- [PROBLEM DETAILS]: Transcribe the records below exactly as they appear, omitting any pictures.
※
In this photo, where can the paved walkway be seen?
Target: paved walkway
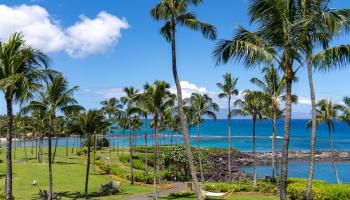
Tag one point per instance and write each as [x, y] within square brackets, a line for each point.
[176, 187]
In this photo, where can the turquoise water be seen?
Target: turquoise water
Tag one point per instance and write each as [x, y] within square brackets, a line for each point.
[214, 134]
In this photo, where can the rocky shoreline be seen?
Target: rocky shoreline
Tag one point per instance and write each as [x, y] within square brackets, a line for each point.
[218, 161]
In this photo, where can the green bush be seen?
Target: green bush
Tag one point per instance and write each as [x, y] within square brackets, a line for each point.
[181, 194]
[320, 190]
[264, 187]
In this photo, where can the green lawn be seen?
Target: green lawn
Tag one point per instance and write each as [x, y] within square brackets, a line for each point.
[69, 178]
[236, 196]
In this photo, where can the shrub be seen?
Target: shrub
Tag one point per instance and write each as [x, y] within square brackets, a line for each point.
[181, 194]
[320, 190]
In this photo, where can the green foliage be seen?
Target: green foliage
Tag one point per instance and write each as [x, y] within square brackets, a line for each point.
[320, 190]
[181, 194]
[176, 162]
[263, 187]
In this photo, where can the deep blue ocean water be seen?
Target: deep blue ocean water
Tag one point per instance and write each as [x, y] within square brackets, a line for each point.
[214, 134]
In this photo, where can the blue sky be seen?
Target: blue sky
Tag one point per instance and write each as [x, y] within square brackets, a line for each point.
[136, 53]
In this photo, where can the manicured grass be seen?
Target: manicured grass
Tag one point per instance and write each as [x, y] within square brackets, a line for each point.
[69, 178]
[237, 196]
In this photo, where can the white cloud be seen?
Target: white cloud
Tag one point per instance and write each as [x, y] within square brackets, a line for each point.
[85, 37]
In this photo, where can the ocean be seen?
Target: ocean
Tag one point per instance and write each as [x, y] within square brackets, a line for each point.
[214, 135]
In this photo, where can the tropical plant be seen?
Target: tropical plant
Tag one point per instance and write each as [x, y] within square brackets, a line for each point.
[346, 110]
[19, 76]
[111, 108]
[320, 24]
[90, 123]
[274, 42]
[228, 90]
[272, 85]
[174, 13]
[252, 104]
[203, 106]
[158, 101]
[58, 97]
[135, 125]
[327, 113]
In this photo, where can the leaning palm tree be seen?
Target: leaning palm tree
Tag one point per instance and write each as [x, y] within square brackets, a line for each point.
[274, 42]
[252, 104]
[111, 107]
[272, 85]
[90, 123]
[19, 75]
[135, 125]
[58, 97]
[159, 100]
[320, 25]
[228, 90]
[203, 106]
[327, 113]
[174, 13]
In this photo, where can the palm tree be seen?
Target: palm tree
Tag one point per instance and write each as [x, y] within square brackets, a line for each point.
[174, 13]
[58, 97]
[327, 112]
[159, 100]
[346, 110]
[135, 125]
[253, 104]
[19, 75]
[91, 123]
[273, 86]
[273, 43]
[111, 107]
[228, 90]
[203, 105]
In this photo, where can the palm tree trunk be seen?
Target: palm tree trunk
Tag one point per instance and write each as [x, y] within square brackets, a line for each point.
[146, 153]
[183, 123]
[49, 157]
[54, 152]
[32, 149]
[313, 131]
[109, 147]
[131, 158]
[87, 172]
[25, 149]
[333, 154]
[94, 159]
[8, 179]
[155, 160]
[274, 143]
[254, 152]
[67, 144]
[199, 151]
[285, 147]
[229, 139]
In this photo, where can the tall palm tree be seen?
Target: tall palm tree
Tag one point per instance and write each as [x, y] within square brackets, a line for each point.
[174, 14]
[327, 113]
[228, 90]
[159, 100]
[91, 123]
[253, 104]
[19, 66]
[274, 42]
[203, 106]
[58, 97]
[273, 86]
[111, 107]
[135, 125]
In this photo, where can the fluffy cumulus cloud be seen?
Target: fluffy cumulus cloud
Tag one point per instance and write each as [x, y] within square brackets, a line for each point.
[87, 36]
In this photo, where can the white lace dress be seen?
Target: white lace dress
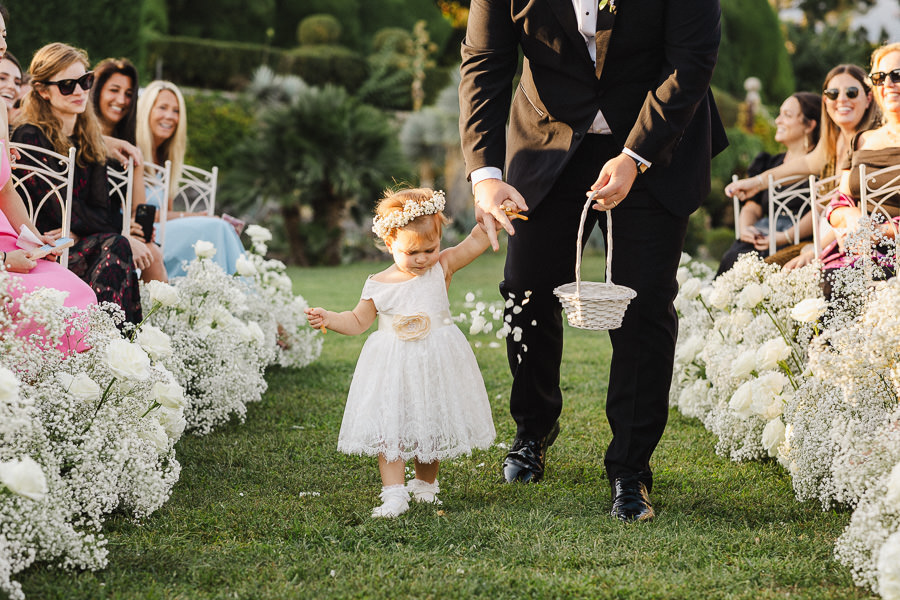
※
- [SOLUTION]:
In this photo, where can the paved walkway be seen?
Target: paved walkway
Tag one point per instance and write each as [x, y] within square brackets, a line for each point.
[176, 187]
In this photo, where can the turquoise water be seen?
Target: turquoise water
Tag one point per instance and write each as [x, y] within square brackets, a line for each point.
[214, 134]
In this photo, where can the rocky shoreline be seen?
Target: rocky shoreline
Tag one point per instance and write each as [x, y] within square brackets, a line for each point.
[218, 161]
In this photo, where can the green bush be seen?
Target: green bush
Tag one point per instance and write each as [x, y] within square brackets, a line for each point.
[181, 194]
[320, 190]
[264, 187]
In this photo, where can the green lawn be seen?
Target: green lawn
Tag one point per instance and write each as [x, y] within square brackets, a line for each point.
[69, 178]
[236, 196]
In this photo, where can the shrub be seen?
Target: shrub
Tag one point per instance and write each as [x, y] within square brackets, a line for each point.
[181, 194]
[320, 190]
In this photo, where can the green foliage be seen?
Target: green foliage
Tag one point per instance and write each as [x, y] within square brackets, a line for each point.
[320, 190]
[181, 194]
[176, 162]
[263, 187]
In this photo, where can the deep blue ocean water be seen?
Target: deep blue ocean water
Tag one point per instance and write each as [x, y] within square brackets, a line for each point.
[214, 134]
In this photo, where can the blue sky be seen?
Target: blue sky
Tag one point per instance and write each as [x, y] within square brackets, a line for each point.
[136, 53]
In this photo, where can the manicured grass be seen?
Target: manicured grass
Tag one point per instance and write each as [x, y] within square brackets, a line for each point.
[69, 178]
[237, 196]
In this photo, where can the white cloud be seen?
Target: white cloud
Tag one point per instance and write each as [x, y] within square brackets, a line for each point.
[85, 37]
In this photo, where can the ocean be seen?
Target: ocean
Tag one point per instance and write each as [x, y] within square brackets, a line for each point.
[214, 135]
In this photo, where can the tropical plant be seen?
Target: tropical plant
Tag one point per instance and write each as [x, y] within square brackets, a line for each point.
[346, 110]
[19, 76]
[111, 108]
[320, 24]
[90, 123]
[274, 42]
[228, 90]
[272, 85]
[174, 13]
[252, 104]
[203, 106]
[158, 101]
[58, 97]
[135, 125]
[327, 113]
In this photo, where can the leaning palm tree be seen?
Target: leaning palm tree
Tag one point per instance and write each as [x, y] within square brackets, a line for each point.
[274, 42]
[252, 104]
[111, 107]
[272, 85]
[90, 123]
[19, 75]
[135, 125]
[58, 97]
[159, 100]
[320, 25]
[228, 90]
[203, 106]
[327, 113]
[174, 13]
In this photo, where can the palm tree be seen?
Target: palm tree
Tag one point per instance and write each as [x, y] within square brackets, a line for each point.
[174, 13]
[58, 97]
[327, 112]
[159, 100]
[346, 110]
[135, 125]
[253, 104]
[19, 75]
[91, 123]
[273, 86]
[273, 43]
[111, 107]
[228, 90]
[203, 105]
In this photo, where can the palm tree trunk be seen?
Target: palm tree trunk
Tag one point per instance and write each as [x, y] within square brackets, a line for each point.
[146, 153]
[183, 123]
[49, 157]
[54, 152]
[32, 149]
[313, 131]
[109, 147]
[131, 158]
[87, 172]
[25, 149]
[333, 154]
[94, 159]
[8, 179]
[155, 160]
[274, 143]
[254, 152]
[67, 144]
[199, 151]
[285, 147]
[229, 139]
In this photo, where can the tall palm tree be seen?
Target: tall palm tree
Tag one point per instance and write each as [x, y] within square brackets, a line for each point.
[174, 14]
[327, 113]
[228, 90]
[159, 100]
[91, 123]
[253, 104]
[19, 66]
[274, 42]
[203, 106]
[58, 97]
[273, 86]
[111, 107]
[135, 125]
In this photo, where can the fluffy cumulus cloud be seen?
Target: fluffy cumulus cloud
Tag one point per instance and write each as [x, y] within square brackets, a line for each point.
[87, 36]
In this photo, where can the white lace dress be seen?
Target: white lace dress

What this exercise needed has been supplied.